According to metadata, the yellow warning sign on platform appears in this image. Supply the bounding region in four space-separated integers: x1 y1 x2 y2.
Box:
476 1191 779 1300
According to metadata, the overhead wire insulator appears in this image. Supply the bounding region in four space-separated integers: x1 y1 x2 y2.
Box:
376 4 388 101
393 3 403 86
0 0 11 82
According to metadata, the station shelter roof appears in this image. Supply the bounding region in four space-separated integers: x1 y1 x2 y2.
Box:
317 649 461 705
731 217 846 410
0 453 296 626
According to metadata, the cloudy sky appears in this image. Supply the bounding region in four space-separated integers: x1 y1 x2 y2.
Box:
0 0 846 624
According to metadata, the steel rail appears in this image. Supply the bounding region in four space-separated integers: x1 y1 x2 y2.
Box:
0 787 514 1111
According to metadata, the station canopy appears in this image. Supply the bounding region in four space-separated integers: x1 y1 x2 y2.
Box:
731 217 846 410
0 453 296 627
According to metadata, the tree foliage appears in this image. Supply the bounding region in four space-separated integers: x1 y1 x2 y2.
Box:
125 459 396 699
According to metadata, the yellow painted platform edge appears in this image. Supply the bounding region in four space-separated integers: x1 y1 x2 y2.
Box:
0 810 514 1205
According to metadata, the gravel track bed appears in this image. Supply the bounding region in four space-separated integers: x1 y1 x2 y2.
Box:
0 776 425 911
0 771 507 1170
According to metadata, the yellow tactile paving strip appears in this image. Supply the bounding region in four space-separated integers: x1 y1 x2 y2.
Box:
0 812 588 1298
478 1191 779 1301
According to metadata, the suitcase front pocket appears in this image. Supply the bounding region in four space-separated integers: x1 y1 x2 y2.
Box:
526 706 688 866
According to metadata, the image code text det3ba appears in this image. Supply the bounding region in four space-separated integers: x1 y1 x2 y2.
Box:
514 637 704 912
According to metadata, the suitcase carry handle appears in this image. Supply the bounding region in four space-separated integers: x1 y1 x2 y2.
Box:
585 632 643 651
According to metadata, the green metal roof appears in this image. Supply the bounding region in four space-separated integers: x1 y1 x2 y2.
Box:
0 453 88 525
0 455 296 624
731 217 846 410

## [DIRECTIVE]
Rewrite the entries starting at the first line and ending at the line that contains "125 459 396 699", replacing "Box" with "Region" and leaving everything else unchanged.

## [RESPONSE]
According to metadata, the yellow warning sign on platform appears in this image. Supply the bounding region in four space-separated integers: x1 y1 x2 y2.
Region:
476 1191 779 1300
According to metadata, the overhead wire insulator appears in this image. Supply the bounding region in four space-separated integers: x1 y1 x2 y2.
Region:
376 4 388 101
393 3 403 86
0 0 11 82
According to metadata, the station shelter roof appears in this image. Supply the bounding region in four space-separated integers: x1 y1 x2 y2.
Region:
317 649 461 705
731 217 846 410
0 453 296 626
According to metadata, the cloudy sky appears in this image. Supply the bounding region in four space-separated integers: x1 y1 x2 y2.
Region:
0 0 846 624
According to metadata, the steel rail appears in this image. Supply the bounding region in four space-separated integers: x1 y1 x2 y2.
Region:
0 787 514 1111
According to metadata, the station canopy appears in this image. Supply the bounding region in four space-separated integers: x1 y1 x2 y2.
Region:
731 217 846 410
0 453 296 627
According to metadata, the tree foliage appears in this image. Supply the bounding region in four space-separated integers: x1 y1 x2 y2.
Region:
125 459 396 699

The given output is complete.